LISTING =>
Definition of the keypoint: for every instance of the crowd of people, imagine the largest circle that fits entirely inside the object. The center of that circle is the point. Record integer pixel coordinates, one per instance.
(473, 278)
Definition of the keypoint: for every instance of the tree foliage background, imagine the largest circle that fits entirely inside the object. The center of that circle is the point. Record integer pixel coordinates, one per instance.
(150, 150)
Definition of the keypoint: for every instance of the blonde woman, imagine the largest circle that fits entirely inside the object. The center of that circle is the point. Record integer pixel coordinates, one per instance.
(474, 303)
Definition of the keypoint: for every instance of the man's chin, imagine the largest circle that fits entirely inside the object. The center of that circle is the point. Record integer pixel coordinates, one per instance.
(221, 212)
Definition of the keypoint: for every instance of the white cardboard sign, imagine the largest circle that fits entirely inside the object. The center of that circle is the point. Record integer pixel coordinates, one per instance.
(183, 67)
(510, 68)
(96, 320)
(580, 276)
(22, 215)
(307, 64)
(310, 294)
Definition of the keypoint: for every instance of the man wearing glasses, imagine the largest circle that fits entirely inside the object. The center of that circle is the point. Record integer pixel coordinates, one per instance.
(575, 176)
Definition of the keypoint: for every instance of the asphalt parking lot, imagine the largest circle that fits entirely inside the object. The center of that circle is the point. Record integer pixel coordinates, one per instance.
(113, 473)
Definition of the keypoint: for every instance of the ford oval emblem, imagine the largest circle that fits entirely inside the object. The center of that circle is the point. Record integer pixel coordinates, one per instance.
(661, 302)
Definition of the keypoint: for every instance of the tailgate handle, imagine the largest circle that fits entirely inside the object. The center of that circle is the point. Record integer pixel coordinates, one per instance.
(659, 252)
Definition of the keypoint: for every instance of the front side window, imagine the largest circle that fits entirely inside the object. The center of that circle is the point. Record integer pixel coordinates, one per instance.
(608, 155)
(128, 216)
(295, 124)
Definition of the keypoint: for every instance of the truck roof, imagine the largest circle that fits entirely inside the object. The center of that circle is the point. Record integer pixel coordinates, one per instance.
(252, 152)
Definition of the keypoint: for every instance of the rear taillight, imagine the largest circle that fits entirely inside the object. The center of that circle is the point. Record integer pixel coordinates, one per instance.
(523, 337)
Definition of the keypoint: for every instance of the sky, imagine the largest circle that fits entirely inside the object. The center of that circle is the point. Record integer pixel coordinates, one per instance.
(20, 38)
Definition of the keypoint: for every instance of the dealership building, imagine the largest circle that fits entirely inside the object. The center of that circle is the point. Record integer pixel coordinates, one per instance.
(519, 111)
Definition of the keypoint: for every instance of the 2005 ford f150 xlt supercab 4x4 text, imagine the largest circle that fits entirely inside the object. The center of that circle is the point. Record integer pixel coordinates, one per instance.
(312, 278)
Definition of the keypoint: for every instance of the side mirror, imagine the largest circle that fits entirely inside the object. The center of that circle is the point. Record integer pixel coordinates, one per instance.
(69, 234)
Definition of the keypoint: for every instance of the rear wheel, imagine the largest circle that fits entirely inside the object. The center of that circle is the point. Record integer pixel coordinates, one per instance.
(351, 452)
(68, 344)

TASK GOAL =>
Arrange the material above as a two-column CSV with the headers "definition" and "points", with one row for each keypoint definition. Put each definition and all of its coordinates in a single quoted field, and replace any line breaks with spaces.

FINAL RESULT =>
definition,points
"Definition of the keypoint: for every instance of the crowd of people, imagine the largest circle that fits entirely inside the object. The center of that circle is the point. Record integer pixel coordinates, one per instance.","(473, 278)"
"Definition of the keypoint: for every instance of the tree foliage background, imagine the largest circle that fits entirely inside the object. The center of that circle is the point. Record integer pixel coordinates, one per instance.","(150, 150)"
"Definition of the keypoint: for every instance of the blonde woman, imagine the largest circle that fits entirely inside the object. The center of that circle is the point. Record integer pixel coordinates, one per instance.","(474, 303)"
"Definition of the keypoint: for every instance of the man's chin, imagine the largest circle that fits entirely inside the object. The center of that circle is the point. Record integer pixel coordinates, one per instance.","(221, 212)"
"Definition of the keypoint: for every instance of the white cardboard sign, imagine the largest circle that fits entirely inside the object. The center of that circle is the point. Record integer pixel coordinates, one per instance.","(183, 67) (510, 68) (96, 320) (580, 276) (22, 215) (307, 64) (310, 294)"
"Definition of the keypoint: for every instance of the man wearing glasses, imagine the largest circle that fits entirely inside the object. The center of that circle is the point. Record integer pixel coordinates, one per instance.","(575, 176)"
"Definition of the keypoint: for every instance of the asphalt parking lot, imagine the largest circle that fits entirely inside the object. The center of that circle is the point. Record integer pixel coordinates, one per instance.","(113, 473)"
"Definition of the keypoint: for every instance of the ford oval emblem, imagine the largest circle that fits entirely inside the object. The center of that circle is the point. Record integer pixel coordinates, one per instance.","(661, 302)"
"Definition of the keypoint: for every instance of the tailgate handle, imagine the largest circle that fits entirely inside the object. The center of that circle is the point. Record integer pixel coordinates, one per instance.","(659, 252)"
"Definition of the keypoint: for every instance of the front side window, imagine the largest circle that fits entirely inside the object. The center of that circle is the point. Record integer pixel coordinates, one per instance.","(608, 155) (128, 216) (295, 124)"
"Definition of the keypoint: for every instance of the truck roof, imagine the largest circle that fits entirely inside the object. The center of that circle is the point. Record integer pixel coordinates, one per instance.","(252, 152)"
"Definition of the keypoint: for every instance of the rear taillight, imagine the largest circle that fits entirely inside the object. The center of that circle is the point. Record integer pixel coordinates, one per instance.","(523, 337)"
"Definition of the keypoint: for every instance of the sky, imagine the largest circle that fits entirely inside the object. The center of that circle is the point. Record integer pixel coordinates, one per instance.","(20, 38)"
"Definition of the keypoint: for every instance of the dealership building, imagine the largest circle that fits entirely inside the object. The center of that circle is the point. Record integer pixel coordinates, one per instance.","(519, 111)"
"Definition of the keypoint: for every instance of the 2005 ford f150 xlt supercab 4x4 text, imagine the largest circle that fits entirely inside the object. The center of that circle is the point. Record integer pixel coordinates, one per instance.","(312, 278)"
"Definition of the keypoint: for every instance of the side mirror, imagine the largest circle that fits entirely inside the object. The center of that circle is the point. Record integer pixel coordinates, one per instance.","(69, 234)"
"Definition of the keypoint: for every instance of the rear wheel, imagine the largest circle that fits entirely inside the object. The center of that circle is the point. Record integer pixel coordinates, one per instance.","(351, 452) (68, 344)"